**What you need to do:**
List every line in the rows below that contains the word "shoulder", copying each line in full. Case counts.

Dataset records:
○ ○ ○

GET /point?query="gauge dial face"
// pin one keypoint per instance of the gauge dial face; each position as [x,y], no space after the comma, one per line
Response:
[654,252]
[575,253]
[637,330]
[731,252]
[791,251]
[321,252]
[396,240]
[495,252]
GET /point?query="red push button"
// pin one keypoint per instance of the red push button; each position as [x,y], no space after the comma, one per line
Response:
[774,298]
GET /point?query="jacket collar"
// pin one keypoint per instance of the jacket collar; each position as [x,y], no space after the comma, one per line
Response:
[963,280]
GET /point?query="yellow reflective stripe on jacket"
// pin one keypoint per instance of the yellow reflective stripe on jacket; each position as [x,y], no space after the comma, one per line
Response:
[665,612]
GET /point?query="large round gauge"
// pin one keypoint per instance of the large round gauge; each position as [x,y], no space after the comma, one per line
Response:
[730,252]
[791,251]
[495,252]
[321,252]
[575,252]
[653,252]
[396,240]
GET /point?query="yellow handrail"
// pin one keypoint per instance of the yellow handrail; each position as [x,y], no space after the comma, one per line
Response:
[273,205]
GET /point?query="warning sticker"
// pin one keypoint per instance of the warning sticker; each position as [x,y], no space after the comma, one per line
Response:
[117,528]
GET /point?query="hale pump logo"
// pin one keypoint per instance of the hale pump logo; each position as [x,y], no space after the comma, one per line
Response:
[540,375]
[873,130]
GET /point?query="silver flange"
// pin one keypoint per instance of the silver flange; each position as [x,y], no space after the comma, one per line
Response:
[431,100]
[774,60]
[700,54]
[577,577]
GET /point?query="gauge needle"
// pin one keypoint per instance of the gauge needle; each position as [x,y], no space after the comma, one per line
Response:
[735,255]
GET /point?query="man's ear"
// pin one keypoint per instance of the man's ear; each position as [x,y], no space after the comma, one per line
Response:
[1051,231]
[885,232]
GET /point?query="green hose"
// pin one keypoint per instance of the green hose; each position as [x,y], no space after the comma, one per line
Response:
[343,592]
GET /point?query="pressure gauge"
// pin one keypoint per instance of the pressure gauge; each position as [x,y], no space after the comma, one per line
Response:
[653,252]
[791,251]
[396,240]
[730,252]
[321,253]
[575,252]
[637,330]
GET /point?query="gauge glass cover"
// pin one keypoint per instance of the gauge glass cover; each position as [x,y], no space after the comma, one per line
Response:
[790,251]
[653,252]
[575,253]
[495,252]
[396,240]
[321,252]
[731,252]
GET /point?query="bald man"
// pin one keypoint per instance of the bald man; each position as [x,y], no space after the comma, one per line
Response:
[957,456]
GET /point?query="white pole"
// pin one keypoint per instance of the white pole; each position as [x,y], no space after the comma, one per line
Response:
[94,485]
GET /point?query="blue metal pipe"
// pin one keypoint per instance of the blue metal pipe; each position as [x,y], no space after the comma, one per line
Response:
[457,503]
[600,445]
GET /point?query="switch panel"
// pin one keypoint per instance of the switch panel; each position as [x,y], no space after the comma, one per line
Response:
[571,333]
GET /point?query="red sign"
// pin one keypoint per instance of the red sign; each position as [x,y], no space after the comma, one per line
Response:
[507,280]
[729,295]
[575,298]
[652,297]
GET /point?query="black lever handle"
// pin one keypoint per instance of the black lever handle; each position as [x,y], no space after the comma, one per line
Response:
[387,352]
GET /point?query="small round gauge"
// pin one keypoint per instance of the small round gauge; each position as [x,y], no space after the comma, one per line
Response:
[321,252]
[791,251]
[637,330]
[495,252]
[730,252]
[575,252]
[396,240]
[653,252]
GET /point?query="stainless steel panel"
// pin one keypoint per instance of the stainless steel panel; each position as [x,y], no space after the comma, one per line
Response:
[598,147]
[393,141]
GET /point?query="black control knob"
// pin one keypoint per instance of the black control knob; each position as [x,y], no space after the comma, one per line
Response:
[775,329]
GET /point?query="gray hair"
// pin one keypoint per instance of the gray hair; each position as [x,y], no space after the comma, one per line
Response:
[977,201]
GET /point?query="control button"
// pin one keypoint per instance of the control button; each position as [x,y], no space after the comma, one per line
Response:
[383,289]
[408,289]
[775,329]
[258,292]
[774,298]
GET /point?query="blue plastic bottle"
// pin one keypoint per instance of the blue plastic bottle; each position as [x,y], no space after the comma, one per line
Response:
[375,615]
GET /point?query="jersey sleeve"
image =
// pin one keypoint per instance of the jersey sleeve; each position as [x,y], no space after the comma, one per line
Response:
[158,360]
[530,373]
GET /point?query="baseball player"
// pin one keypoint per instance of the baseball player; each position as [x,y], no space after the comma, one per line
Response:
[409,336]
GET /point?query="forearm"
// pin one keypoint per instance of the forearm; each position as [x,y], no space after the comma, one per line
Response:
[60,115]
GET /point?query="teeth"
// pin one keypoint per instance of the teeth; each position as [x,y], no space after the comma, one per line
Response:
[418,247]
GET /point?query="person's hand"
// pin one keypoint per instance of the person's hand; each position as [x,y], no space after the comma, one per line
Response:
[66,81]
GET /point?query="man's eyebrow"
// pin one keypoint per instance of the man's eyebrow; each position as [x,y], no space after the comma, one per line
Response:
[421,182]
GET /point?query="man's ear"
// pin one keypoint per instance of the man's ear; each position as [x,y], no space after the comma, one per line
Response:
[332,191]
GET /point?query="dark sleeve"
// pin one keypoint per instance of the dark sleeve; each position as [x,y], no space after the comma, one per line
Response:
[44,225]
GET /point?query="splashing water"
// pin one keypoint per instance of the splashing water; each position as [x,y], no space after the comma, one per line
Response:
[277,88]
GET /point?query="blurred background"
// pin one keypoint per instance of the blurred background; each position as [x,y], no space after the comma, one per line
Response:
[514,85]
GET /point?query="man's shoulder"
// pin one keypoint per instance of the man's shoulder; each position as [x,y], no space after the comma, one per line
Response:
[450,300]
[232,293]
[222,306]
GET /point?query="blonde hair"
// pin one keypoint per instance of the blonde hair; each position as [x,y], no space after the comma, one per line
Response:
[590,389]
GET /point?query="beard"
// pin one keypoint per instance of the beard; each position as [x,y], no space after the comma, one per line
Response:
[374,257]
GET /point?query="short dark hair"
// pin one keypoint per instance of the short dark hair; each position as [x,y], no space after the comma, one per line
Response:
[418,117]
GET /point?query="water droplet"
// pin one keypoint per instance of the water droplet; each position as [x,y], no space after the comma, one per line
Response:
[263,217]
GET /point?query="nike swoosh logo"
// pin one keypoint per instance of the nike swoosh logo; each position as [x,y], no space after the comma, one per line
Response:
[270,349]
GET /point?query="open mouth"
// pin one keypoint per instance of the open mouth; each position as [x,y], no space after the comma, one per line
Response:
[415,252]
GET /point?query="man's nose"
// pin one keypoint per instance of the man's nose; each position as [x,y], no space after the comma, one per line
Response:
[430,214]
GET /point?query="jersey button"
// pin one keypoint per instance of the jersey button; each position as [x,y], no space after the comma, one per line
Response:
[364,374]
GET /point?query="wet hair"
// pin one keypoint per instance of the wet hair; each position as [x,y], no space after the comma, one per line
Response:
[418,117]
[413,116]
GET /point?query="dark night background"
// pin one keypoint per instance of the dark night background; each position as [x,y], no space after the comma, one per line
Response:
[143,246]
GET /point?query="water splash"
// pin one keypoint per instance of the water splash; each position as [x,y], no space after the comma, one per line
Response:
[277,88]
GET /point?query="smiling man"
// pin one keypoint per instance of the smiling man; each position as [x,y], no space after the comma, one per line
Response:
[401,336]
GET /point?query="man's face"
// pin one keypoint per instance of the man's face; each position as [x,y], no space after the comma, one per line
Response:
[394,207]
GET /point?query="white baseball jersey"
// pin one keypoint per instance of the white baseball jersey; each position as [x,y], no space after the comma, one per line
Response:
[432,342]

○ ○ ○

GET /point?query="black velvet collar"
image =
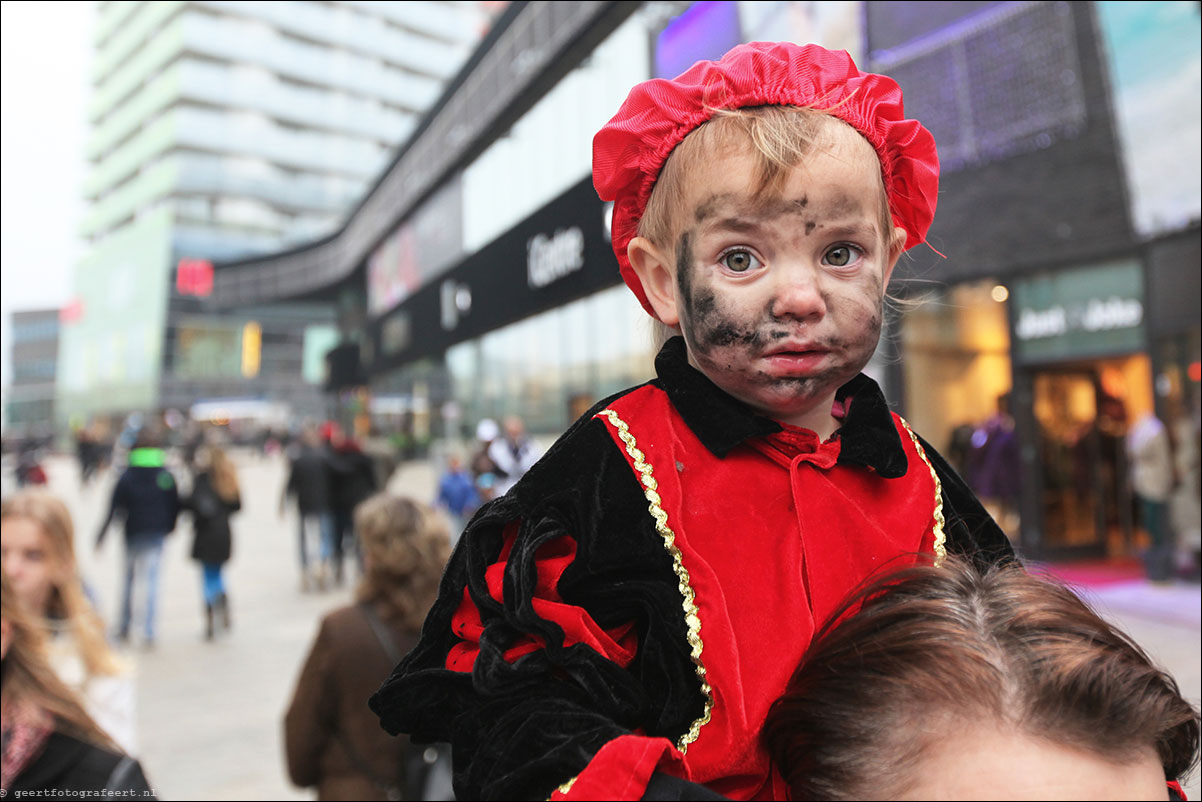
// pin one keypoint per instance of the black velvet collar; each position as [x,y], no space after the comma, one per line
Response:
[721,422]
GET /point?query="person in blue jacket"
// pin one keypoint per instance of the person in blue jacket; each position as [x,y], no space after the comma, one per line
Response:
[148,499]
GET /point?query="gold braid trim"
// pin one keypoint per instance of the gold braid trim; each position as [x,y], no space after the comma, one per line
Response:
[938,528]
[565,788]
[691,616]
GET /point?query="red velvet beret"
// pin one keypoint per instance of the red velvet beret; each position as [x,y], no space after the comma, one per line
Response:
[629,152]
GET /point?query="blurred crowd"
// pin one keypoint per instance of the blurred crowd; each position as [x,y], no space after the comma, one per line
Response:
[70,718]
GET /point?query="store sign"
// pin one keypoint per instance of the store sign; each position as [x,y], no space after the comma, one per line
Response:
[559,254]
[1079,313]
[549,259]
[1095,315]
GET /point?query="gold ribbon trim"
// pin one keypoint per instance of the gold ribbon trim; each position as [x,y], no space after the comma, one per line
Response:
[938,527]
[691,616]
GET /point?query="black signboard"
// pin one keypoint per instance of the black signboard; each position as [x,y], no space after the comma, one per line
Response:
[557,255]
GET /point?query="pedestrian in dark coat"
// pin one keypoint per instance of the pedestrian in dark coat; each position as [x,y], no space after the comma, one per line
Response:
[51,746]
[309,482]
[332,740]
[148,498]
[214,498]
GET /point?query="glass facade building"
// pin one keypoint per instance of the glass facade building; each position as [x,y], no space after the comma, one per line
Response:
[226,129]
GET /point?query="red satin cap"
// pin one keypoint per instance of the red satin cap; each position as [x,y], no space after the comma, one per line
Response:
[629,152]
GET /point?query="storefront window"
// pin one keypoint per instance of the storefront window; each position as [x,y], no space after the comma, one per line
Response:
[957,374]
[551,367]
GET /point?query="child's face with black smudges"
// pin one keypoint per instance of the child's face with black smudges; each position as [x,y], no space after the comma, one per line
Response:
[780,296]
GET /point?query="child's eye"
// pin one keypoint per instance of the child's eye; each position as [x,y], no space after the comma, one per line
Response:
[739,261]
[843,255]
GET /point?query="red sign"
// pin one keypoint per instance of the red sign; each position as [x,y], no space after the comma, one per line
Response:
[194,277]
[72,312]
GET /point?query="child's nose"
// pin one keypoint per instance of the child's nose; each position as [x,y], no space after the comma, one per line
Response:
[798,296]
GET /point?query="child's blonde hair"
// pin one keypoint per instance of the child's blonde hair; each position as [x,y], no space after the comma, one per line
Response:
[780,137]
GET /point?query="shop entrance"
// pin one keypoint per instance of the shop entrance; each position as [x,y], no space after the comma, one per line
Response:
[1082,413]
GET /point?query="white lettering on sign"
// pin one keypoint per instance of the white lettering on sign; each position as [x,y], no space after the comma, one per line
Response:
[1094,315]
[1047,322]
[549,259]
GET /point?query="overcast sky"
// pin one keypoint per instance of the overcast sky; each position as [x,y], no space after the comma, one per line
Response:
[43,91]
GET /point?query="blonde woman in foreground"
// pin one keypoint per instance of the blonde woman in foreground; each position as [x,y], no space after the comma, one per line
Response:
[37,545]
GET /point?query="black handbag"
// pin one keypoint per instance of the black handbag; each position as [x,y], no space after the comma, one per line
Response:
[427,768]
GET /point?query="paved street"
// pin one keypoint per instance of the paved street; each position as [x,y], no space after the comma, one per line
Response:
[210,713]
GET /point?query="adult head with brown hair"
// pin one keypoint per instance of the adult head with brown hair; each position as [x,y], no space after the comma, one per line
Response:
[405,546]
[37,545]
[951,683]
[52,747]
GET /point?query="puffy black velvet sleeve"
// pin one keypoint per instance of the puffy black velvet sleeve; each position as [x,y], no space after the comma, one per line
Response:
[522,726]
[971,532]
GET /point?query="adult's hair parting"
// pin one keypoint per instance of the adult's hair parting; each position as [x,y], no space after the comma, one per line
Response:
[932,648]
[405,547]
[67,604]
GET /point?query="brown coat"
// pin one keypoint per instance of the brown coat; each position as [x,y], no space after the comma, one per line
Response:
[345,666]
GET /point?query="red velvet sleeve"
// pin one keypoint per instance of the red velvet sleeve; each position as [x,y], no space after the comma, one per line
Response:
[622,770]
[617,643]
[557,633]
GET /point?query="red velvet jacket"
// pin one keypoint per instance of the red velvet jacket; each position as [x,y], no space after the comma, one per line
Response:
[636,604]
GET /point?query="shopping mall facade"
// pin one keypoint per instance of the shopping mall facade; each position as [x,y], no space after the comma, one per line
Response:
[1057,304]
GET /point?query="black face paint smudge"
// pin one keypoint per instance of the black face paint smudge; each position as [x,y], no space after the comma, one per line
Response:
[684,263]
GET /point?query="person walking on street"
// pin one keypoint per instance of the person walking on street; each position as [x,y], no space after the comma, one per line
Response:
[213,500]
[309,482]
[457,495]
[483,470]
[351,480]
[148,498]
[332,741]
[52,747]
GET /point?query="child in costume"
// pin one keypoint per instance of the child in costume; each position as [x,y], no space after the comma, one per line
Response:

○ ○ ○

**Exercise solution:**
GET /point?query="man's shoulder"
// pin one keypoint per instance of the man's shoulder; each position as [x,y], no space after the comma, one per line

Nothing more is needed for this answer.